▶ _Dataset records_
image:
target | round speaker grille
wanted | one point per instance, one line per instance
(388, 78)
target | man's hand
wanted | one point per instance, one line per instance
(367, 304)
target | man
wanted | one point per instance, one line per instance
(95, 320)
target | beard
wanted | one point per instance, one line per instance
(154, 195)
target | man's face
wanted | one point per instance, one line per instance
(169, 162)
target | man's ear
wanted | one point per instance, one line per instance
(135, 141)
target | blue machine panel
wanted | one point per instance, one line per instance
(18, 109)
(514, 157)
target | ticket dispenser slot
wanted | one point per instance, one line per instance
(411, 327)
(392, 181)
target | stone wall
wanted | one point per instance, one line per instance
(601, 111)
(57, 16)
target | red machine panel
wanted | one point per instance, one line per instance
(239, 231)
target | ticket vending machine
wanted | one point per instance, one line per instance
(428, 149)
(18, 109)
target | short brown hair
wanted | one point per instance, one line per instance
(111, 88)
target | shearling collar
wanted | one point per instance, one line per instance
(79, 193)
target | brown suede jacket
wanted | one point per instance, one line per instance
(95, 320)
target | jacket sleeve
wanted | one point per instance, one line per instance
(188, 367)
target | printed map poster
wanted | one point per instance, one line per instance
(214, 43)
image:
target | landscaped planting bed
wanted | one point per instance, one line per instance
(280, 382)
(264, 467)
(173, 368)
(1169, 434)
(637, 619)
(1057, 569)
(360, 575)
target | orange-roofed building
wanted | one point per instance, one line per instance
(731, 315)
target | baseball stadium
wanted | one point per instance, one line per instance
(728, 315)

▶ _What to do_
Convert every line of the records above into a JSON list of strings, one string per line, leaving out blank lines.

▶ _Full output_
[
  "image:",
  "target | round speaker grille",
  "wanted | one point per instance, one line per instance",
  "(388, 78)",
  "target | man's hand",
  "wanted | one point per instance, one line per instance",
  "(367, 304)",
  "target | man",
  "wanted | one point per instance, one line per instance",
  "(95, 320)",
  "target | beard",
  "wanted | one point per instance, one line per instance",
  "(154, 195)",
  "target | man's face",
  "wanted | one point per instance, one line per instance",
  "(169, 162)",
  "target | man's ear",
  "wanted | one point per instance, one line per instance",
  "(135, 141)",
  "target | blue machine panel",
  "wanted | one point per instance, one line per instance",
  "(18, 109)",
  "(514, 157)",
  "target | ticket dispenser slot",
  "wanted | one point per instance, one line per instance",
  "(411, 327)",
  "(392, 181)",
  "target | stone wall",
  "wanted | one point per instance, one line per instance",
  "(601, 111)",
  "(57, 16)",
  "target | red machine panel",
  "wanted | one point per instance, one line per instance",
  "(239, 231)",
  "target | ticket vending machine",
  "wanted | one point per instance, one line per instance",
  "(428, 149)",
  "(18, 109)",
  "target | short brown hair",
  "wanted | one point per instance, one line per instance",
  "(111, 88)",
  "target | shearling collar",
  "wanted | one point per instance, one line per instance",
  "(79, 193)",
  "target | brown suede jacket",
  "wanted | one point per instance, one line per instance",
  "(95, 320)",
  "target | jacket sleeve",
  "wanted | one point per instance, one line per instance",
  "(188, 367)",
  "target | printed map poster",
  "wanted | one point per instance, one line per instance",
  "(214, 43)",
  "image:",
  "target | landscaped planting bed",
  "wanted | one point per instance, one line per instance",
  "(280, 382)",
  "(264, 467)",
  "(173, 368)",
  "(1169, 434)",
  "(637, 619)",
  "(1057, 569)",
  "(360, 575)",
  "target | orange-roofed building",
  "wanted | one point per instance, one line per instance",
  "(731, 315)",
  "target | baseball stadium",
  "wanted | one point per instance, one line per instance",
  "(728, 315)"
]